## What you have to do
Rewrite the listing from its first line through the line containing "(0, 214), (372, 233)", requests included, shifting every coordinate in the answers by adding 83.

## Entries from an annotation dataset

#####

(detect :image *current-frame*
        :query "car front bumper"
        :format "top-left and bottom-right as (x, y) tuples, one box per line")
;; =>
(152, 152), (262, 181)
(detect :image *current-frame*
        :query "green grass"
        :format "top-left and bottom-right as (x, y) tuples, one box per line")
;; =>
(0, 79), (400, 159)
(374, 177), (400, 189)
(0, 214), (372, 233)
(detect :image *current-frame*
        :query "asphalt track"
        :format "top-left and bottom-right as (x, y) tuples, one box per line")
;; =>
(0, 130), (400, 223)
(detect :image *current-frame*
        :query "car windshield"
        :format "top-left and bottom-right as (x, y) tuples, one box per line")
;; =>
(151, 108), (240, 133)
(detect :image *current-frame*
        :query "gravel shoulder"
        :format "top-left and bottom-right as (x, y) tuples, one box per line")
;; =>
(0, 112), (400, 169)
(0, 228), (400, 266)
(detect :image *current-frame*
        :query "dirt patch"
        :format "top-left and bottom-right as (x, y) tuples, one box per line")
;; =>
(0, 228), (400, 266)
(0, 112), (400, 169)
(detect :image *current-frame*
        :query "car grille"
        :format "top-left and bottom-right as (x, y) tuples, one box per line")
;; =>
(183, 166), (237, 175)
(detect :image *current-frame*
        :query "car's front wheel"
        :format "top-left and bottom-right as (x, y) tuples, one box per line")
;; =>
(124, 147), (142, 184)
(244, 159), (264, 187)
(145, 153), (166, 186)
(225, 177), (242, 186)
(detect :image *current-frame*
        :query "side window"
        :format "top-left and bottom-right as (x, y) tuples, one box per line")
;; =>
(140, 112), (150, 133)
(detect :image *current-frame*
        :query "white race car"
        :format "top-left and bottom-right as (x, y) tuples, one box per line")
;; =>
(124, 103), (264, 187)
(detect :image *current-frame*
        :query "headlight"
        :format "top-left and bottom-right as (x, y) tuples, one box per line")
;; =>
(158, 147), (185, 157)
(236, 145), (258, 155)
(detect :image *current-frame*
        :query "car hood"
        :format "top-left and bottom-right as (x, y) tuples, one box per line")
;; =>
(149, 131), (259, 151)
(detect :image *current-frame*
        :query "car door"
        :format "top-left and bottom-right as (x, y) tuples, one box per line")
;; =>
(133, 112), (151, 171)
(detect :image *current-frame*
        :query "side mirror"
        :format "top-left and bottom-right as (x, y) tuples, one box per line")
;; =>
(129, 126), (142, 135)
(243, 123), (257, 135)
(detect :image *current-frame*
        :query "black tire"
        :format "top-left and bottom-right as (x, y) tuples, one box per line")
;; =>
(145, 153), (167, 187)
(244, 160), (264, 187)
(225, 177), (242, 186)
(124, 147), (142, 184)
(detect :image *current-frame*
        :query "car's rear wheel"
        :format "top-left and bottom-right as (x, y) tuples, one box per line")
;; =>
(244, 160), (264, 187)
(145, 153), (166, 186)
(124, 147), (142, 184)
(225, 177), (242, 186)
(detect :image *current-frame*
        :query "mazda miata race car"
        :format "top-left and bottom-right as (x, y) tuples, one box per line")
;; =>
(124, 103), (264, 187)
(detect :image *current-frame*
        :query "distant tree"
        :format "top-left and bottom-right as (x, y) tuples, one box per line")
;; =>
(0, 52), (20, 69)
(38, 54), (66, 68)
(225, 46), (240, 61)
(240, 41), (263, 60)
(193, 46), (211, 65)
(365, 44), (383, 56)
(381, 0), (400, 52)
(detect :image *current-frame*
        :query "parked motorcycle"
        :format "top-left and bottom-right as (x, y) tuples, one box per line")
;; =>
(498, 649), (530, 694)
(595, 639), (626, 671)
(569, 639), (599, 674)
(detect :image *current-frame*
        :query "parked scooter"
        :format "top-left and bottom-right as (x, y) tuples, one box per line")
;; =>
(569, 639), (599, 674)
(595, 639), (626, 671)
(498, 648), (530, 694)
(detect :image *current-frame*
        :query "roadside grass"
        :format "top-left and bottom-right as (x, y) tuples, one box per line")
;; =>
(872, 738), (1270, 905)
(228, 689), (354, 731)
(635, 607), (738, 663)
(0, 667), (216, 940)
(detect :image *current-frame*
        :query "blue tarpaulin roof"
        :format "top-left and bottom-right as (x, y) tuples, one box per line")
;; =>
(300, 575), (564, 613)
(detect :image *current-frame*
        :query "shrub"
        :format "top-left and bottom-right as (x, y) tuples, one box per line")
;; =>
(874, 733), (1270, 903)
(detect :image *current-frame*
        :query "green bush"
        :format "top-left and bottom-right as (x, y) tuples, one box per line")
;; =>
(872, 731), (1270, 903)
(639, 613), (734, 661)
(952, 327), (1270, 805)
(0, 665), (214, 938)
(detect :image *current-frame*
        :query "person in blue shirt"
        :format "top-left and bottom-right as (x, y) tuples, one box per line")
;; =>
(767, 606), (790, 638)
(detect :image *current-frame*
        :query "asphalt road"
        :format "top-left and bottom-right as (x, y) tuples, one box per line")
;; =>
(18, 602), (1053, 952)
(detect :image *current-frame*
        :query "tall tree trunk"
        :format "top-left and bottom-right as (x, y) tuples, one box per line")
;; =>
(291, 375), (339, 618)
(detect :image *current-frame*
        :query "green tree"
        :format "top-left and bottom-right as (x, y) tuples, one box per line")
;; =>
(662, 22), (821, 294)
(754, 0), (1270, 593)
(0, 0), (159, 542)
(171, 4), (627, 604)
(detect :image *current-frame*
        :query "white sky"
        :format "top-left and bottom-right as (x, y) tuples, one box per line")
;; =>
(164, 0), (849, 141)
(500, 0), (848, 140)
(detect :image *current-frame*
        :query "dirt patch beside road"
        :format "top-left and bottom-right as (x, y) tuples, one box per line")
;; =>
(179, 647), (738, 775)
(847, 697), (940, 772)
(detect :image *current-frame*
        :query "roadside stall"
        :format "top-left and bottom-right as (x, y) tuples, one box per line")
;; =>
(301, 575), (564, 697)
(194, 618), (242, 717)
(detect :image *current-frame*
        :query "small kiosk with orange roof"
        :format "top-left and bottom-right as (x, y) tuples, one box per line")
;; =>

#####

## Exercise answer
(detect :image *current-frame*
        :query "car front bumper"
        :format "top-left and bottom-right as (x, y) tuples, one box per line")
;; =>
(235, 235), (345, 264)
(detect :image *current-frame*
        :query "green grass"
        :format "top-left and bottom-right as (x, y) tuples, one box per line")
;; =>
(83, 162), (483, 242)
(457, 260), (483, 272)
(83, 297), (455, 316)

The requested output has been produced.